Selected passage:

Illegal wildlife traders in Laos and China are seeking to cash in on fears over the outbreak.
Wild animal parts are now touted as cures for new coronavirus
A deadly new coronavirus, which has been linked to China’s wildlife market, continues to take lives and infect yet more people. So one would assume that wildlife traffickers have learned their lesson and stopped peddling their ill-gotten fare, at least for the time being.
Quite the opposite.
Illegal wildlife traders in Laos and China are now trying to cash in on widespread fears over the viral outbreak by peddling quack remedies made from rhino horn and other endangered animal parts, according to the Environmental Investigation Agency, which specializes in environmental crimes.
“The irony of traders marketing an illegal wildlife product to treat a virus believed to have originated in the wildlife meat trade again highlights the need for governments, particularly China, to tackle demand for threatened wildlife used in traditional medicine,” the EIA stresses.
Wildlife traffickers and merchants in Laos and China have been using social media platforms to hawk products like Angong Niuhuang Wan, a classic prescription believed to treat the effects of stokes and reduce fever. It is sold on social media in the form of pellets and balls made up of minerals, herbs and animal parts. Now this ancient medicine is now being touted by several sellers as an effective cure for the new coronavirus.
“One of the sellers is based in China and has a long history of offering tiger, elephant, helmeted hornbill, rhino and other illegal wildlife for sale via WeChat,” the EIA notes.

Task instructions: Reproduce the full article on wildlife remedies for coronavirus word for word. The entries that come next have no connection to the article on wildlife remedies for coronavirus.

Extracted material:

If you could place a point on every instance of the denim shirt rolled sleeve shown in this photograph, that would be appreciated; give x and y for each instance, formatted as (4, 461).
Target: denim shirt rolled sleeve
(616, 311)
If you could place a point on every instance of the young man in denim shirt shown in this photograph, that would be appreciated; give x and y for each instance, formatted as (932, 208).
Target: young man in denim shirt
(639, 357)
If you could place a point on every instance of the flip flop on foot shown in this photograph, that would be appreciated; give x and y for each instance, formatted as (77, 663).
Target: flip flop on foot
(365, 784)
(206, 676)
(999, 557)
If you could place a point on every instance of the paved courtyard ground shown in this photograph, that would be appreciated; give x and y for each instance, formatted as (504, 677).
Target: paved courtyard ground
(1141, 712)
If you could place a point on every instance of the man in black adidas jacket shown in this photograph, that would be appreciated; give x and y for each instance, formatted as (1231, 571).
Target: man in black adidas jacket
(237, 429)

Task response:
Illegal wildlife traders in Laos and China are seeking to cash in on fears over the outbreak.
Wild animal parts are now touted as cures for new coronavirus
A deadly new coronavirus, which has been linked to China’s wildlife market, continues to take lives and infect yet more people. So one would assume that wildlife traffickers have learned their lesson and stopped peddling their ill-gotten fare, at least for the time being.
Quite the opposite.
Illegal wildlife traders in Laos and China are now trying to cash in on widespread fears over the viral outbreak by peddling quack remedies made from rhino horn and other endangered animal parts, according to the Environmental Investigation Agency, which specializes in environmental crimes.
“The irony of traders marketing an illegal wildlife product to treat a virus believed to have originated in the wildlife meat trade again highlights the need for governments, particularly China, to tackle demand for threatened wildlife used in traditional medicine,” the EIA stresses.
Wildlife traffickers and merchants in Laos and China have been using social media platforms to hawk products like Angong Niuhuang Wan, a classic prescription believed to treat the effects of stokes and reduce fever. It is sold on social media in the form of pellets and balls made up of minerals, herbs and animal parts. Now this ancient medicine is now being touted by several sellers as an effective cure for the new coronavirus.
“One of the sellers is based in China and has a long history of offering tiger, elephant, helmeted hornbill, rhino and other illegal wildlife for sale via WeChat,” the EIA notes.